Rospigliosi abandonó un día Vanguardia Revolucionaria. ¿Desilusión? ¿Madurez? ¿Necesidades prácticas? No se sabe. Lo cierto es que no abandonó sólo a esos “verracos”. Cambió de traje, de norte, de aire, de piel y de lenguaje. Y un día apareció en Caretas. Hasta allí todo bien. Tuvo una labor destacada en la revista de los Zileri y parecía haber aterrizado en un centro más o menos cínico y distante de todas las pasiones.

No se sabe en qué momento fue solicitado por sus propios demonios. El caso es que acudió a la cita y pactó con ellos. El primer síntoma de que algo había pasado fue cuando, como jefe de prensa de Alejandro Toledo, salió a decir que Zaraí no existía como hija del candidato “porque existen resoluciones judiciales” que determinaban la no paternidad de su jefe. “Todo esto forma parte de una campaña de desprestigio”, dijo. Y así lo consignó el diario La República.

##########

**Tu objetivo**. Vuelve a escribir, sin cambiar nada, el fragmento del texto sobre Rospigliosi que arranca con "Rospigliosi abandonó un" y termina con "diario La República.". Los datos no tienen nada que ver con esto.

##########

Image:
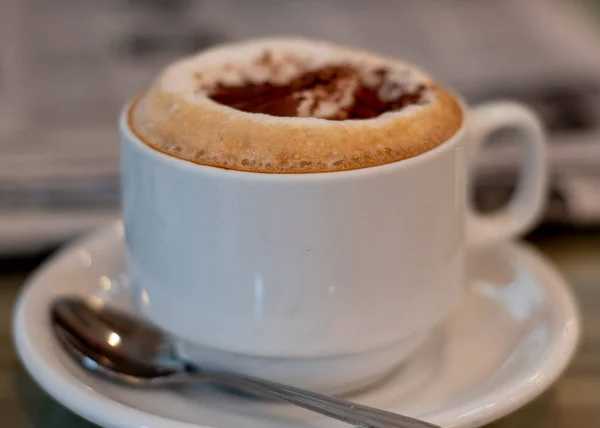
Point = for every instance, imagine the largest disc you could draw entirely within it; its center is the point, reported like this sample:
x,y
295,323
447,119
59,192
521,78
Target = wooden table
x,y
573,402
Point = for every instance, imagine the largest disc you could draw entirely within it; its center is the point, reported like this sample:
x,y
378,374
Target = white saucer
x,y
512,335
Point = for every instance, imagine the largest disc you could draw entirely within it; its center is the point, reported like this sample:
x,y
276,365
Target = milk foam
x,y
177,116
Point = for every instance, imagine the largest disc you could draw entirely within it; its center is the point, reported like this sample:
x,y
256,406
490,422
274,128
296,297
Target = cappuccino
x,y
294,106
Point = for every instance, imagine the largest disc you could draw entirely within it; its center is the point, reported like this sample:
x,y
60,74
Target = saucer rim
x,y
92,405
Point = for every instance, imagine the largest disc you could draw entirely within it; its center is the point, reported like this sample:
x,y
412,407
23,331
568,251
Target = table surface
x,y
573,402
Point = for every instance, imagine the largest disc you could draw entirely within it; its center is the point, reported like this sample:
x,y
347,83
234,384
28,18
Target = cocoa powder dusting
x,y
340,85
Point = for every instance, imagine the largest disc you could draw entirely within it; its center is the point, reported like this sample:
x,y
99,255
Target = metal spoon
x,y
131,351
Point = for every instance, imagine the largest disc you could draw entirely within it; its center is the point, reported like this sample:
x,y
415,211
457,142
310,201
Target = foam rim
x,y
266,43
127,131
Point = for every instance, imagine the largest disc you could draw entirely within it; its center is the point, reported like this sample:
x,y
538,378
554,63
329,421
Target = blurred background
x,y
67,67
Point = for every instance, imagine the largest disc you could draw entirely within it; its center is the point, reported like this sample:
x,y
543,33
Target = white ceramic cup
x,y
323,280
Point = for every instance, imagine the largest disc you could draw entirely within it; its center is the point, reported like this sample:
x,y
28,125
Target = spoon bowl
x,y
134,352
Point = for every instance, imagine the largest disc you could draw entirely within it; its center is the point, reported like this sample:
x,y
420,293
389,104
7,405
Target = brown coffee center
x,y
334,92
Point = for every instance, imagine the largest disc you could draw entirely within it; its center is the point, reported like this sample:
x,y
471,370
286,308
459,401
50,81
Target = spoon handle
x,y
337,408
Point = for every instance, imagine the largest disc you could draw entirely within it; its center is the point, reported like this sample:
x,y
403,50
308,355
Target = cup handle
x,y
529,198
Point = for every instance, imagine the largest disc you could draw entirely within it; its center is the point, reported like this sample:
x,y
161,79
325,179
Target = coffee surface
x,y
334,92
293,106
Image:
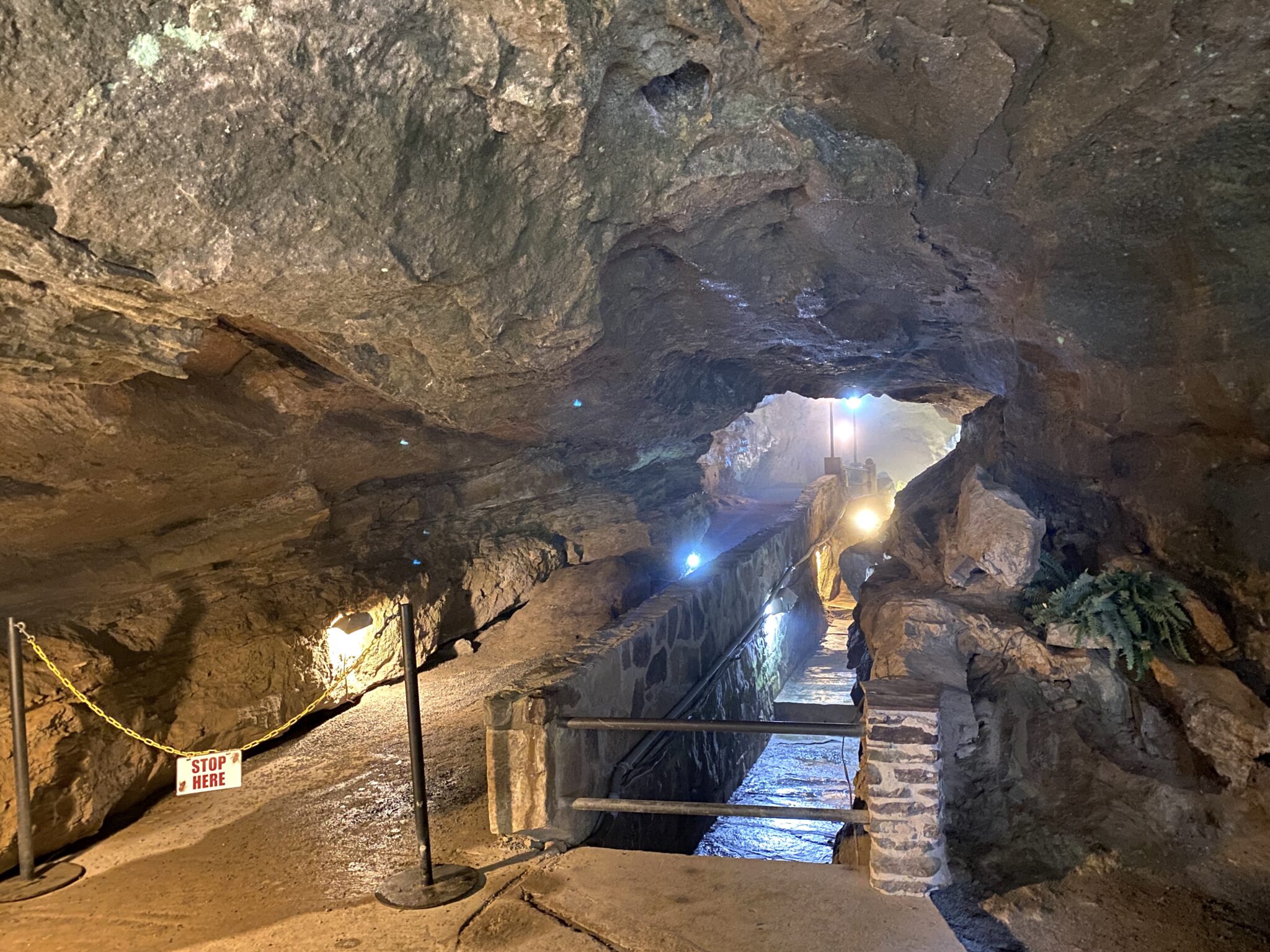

##########

**Tarea resuelta**.
Rospigliosi abandonó un día Vanguardia Revolucionaria. ¿Desilusión? ¿Madurez? ¿Necesidades prácticas? No se sabe. Lo cierto es que no abandonó sólo a esos “verracos”. Cambió de traje, de norte, de aire, de piel y de lenguaje. Y un día apareció en Caretas. Hasta allí todo bien. Tuvo una labor destacada en la revista de los Zileri y parecía haber aterrizado en un centro más o menos cínico y distante de todas las pasiones.

No se sabe en qué momento fue solicitado por sus propios demonios. El caso es que acudió a la cita y pactó con ellos. El primer síntoma de que algo había pasado fue cuando, como jefe de prensa de Alejandro Toledo, salió a decir que Zaraí no existía como hija del candidato “porque existen resoluciones judiciales” que determinaban la no paternidad de su jefe. “Todo esto forma parte de una campaña de desprestigio”, dijo. Y así lo consignó el diario La República.